- **OBJECTIVE**
Could you copy everything from the line containing "Shelf audit: locate every instance of the checked" down to the line containing "(1057, 621)", both of those lines included, keeping every line and not only the answers, while shifting each coordinate in the answers by -73?

[Data records]
Start

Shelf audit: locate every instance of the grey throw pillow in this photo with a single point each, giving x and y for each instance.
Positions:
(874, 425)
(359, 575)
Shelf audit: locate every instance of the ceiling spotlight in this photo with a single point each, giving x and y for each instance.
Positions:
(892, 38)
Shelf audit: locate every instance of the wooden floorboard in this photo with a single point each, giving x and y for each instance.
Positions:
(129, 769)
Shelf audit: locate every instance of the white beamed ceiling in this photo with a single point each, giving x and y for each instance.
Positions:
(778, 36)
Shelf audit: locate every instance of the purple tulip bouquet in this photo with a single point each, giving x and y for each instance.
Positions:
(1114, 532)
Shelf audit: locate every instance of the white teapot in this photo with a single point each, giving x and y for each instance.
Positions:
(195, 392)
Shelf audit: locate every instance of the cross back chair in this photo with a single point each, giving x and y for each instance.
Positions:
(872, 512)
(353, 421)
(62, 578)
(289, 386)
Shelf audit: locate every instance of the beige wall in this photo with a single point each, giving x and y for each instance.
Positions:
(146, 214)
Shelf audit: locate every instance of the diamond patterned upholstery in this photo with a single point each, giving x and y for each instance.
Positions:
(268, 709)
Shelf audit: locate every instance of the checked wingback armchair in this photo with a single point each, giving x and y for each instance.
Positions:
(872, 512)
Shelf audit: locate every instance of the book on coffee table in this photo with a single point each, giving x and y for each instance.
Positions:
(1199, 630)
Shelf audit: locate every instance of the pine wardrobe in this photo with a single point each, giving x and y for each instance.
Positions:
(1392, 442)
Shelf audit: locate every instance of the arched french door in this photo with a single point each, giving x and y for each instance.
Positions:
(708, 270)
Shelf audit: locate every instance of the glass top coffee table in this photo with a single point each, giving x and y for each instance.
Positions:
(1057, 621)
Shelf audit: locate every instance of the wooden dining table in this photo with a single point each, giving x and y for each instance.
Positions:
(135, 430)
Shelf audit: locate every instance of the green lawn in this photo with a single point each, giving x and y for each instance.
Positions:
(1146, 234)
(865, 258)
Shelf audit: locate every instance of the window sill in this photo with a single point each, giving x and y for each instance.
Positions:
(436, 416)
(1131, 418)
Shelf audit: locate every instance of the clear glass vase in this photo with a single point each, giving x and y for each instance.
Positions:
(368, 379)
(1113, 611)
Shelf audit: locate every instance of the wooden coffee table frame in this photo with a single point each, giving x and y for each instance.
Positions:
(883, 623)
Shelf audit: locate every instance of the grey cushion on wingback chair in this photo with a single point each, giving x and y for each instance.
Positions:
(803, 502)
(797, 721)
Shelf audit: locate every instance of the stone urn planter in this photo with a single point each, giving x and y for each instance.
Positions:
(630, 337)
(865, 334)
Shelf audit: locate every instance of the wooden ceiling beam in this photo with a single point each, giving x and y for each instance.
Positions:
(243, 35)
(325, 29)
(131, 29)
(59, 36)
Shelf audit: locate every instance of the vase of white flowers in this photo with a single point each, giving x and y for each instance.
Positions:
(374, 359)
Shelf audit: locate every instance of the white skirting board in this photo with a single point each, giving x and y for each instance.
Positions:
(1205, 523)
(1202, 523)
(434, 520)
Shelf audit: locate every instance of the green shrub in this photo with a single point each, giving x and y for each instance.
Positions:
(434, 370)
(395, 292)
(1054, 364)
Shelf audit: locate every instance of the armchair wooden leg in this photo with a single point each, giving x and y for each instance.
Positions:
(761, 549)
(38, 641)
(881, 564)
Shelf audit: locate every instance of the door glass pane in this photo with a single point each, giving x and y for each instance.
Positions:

End

- **PROBLEM SOLUTION**
Shelf audit: locate every instance of the checked wingback armchair in this photo with a single point each, giving x and y for each instance.
Positions:
(799, 439)
Shelf audit: locate every instance of the book on coffee table in this photo with a single point each, giving x and y for each instance.
Positions:
(1126, 557)
Shelf audit: locate every instance of the pine wardrobe in this photo with a single point each, giving x and y for each instance.
Positions:
(1319, 369)
Shelf audit: locate every instance of the arched french door in this photo with a single point each, giving x and y for each instance.
Positions:
(635, 197)
Shelf audit: locate every instance of the glass top coffee table in this photo with a single point each, giving x and y for each instance.
Positions:
(984, 548)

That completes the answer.